> [SELECTED EXCERPT]:
Since the three are hunting big game in Africa, the pressures are primitive, and considerable. Macomber (Robert Preston) is a good shot but he lacks courage in a crisis and the sportsman's sense of honor towards his quarry. Besides, he talks too much about himself. The hunter (Gregory Peck), on the other hand, is everything a Hemingway hero should be. Mrs. Macomber (Joan Bennett) is not slow to choose between them nor delicate in showing her preference—in several almost unbearably ugly scenes of cruelty and humiliation. Under the pressures, Macomber finds his courage for the first time in his life. Finding it, his life really begins and his abjectness towards his wife is at an end. Mrs. Macomber promptly shoots him through the head.

According to Hemingway, she shoots him deliberately. According to Mrs. Macomber, in the movie, it was just a tragic accident—and the audience is left to make up its own mind.

Up to this point, Macomber is a brilliantly good job—the best yet—of bringing Hemingway to the screen. None of the three principal players could possibly be improved on; the African landscapes and hunting scenes (which were made in Africa and Mexico) are as believable as a neighbor's backyard. Director Zoltan Korda (Sahara) has already made two films in Africa, which is a help in this particular picture; still more important, he knows people, and style, and atmosphere, and how to make them vivid on a screen. There is hardly a point that Hemingway made in this savage, complex communique about the war between the sexes that Korda and his actors fail to make in movie terms. In fact, a good 95% of Macomber is a remarkably exciting picture for mature audiences. The worst of Hollywood's "improvements" on the original story is the did-she-or-didn't-she ending, which pulls the fuse out of Hemingway's whole payoff.

It Happened in Brooklyn (MGM) features Frank Sinatra, Jimmy Durante and Kathryn Grayson at the tops of their respective voices. It needn't have bothered, so far as the box office is concerned, to do anything more. What little more it does is nearly all to the good. Aside from an overdose of jokes about Brooklyn, everything about the picture is not only unobjectionable but, in a modest way, definitely enjoyable.

Sinatra, as usual, is a shy type who fails to get the girl; he not only sings with great effectiveness (best new song: Time After Time), but performs naturally and unaffectedly. Durante, as a high-school janitor, hasn't much to do beyond proving, without any strain, that he is one of the most likable entertainers in the business. Miss Grayson, prettier and more animated than ever, warbles an aria from Lakmé like an eisteddfod of thrushes, and does even better by Mozart's Lá Ci Darem la Mano, in which she is supported by Sinatra. For good measure young Billy Roy plays the piano impressively, and Peter Lawford hangs around amiably as the shy son of an English duke.

> [TASK 1]: Format the records as a numbered list, from the start of the records through the line containing "point(280, 272)", with blank lines dropped and the pictures left out.

(Object position labeling entries)
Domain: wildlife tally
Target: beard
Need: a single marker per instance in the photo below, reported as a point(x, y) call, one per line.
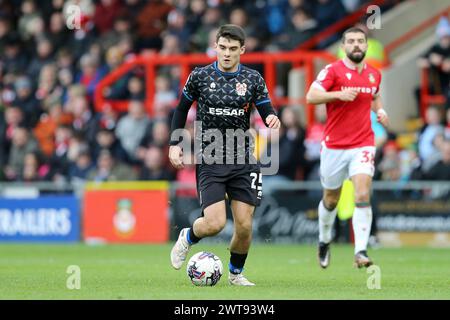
point(356, 58)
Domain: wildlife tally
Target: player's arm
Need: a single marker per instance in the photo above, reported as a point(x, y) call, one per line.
point(377, 107)
point(269, 115)
point(320, 90)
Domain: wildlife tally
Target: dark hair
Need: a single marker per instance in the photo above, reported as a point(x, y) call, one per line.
point(353, 30)
point(231, 31)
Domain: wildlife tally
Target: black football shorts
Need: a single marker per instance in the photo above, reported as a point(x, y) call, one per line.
point(241, 182)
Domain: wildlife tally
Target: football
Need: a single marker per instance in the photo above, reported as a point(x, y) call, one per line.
point(204, 269)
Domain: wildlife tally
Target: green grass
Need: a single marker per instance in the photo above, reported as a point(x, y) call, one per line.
point(280, 272)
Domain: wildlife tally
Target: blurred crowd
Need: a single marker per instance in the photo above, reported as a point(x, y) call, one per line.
point(49, 70)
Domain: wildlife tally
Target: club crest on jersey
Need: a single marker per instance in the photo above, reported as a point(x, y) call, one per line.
point(241, 89)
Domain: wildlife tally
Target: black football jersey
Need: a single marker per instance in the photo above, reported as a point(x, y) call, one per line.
point(224, 104)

> [TASK 2]: In the film review, rewrite the paragraph beginning "Sinatra, as usual" as a bulleted list that keeps its main facts.

> [CORRECT RESULT 1]:
1. Domain: wildlife tally
2. Target: beard
3. Need: a single marker per instance in the photo below, reported as a point(x, y) call, one per line.
4. point(356, 58)
5. Domain: wildlife tally
6. Target: player's arm
7. Need: a single marker per instance in the photo above, reported as a point(x, y) call, one per line.
8. point(377, 107)
9. point(269, 115)
10. point(320, 90)
11. Domain: wildlife tally
12. Target: dark hair
13. Need: a single marker per instance in the photo above, reported as a point(x, y) call, one per line.
14. point(353, 30)
15. point(231, 31)
16. Domain: wildlife tally
17. Target: black football shorts
18. Need: a single marker per instance in the photo above, reported as a point(x, y) call, one per line.
19. point(241, 182)
20. Domain: wildlife tally
21. Target: football
22. Need: a single marker per instance in the photo above, reported as a point(x, y) call, one per line.
23. point(204, 269)
24. Domain: wildlife tally
25. Target: green grass
26. Need: a single marker per instance in the photo above, reported as a point(x, y) call, one per line.
27. point(280, 272)

> [CORRECT RESULT 2]:
- Sinatra plays a shy type who fails to get the girl. He sings very effectively (best new song: Time After Time) and acts naturally and unaffectedly.
- Durante plays a high-school janitor and has little to do beyond showing, without strain, that he is one of the most likable entertainers in the business.
- Grayson, prettier and more animated than ever, sings an aria from Lakmé and does even better with Mozart's Lá Ci Darem la Mano, supported by Sinatra.
- Billy Roy plays the piano impressively.
- Peter Lawford appears amiably as the shy son of an English duke.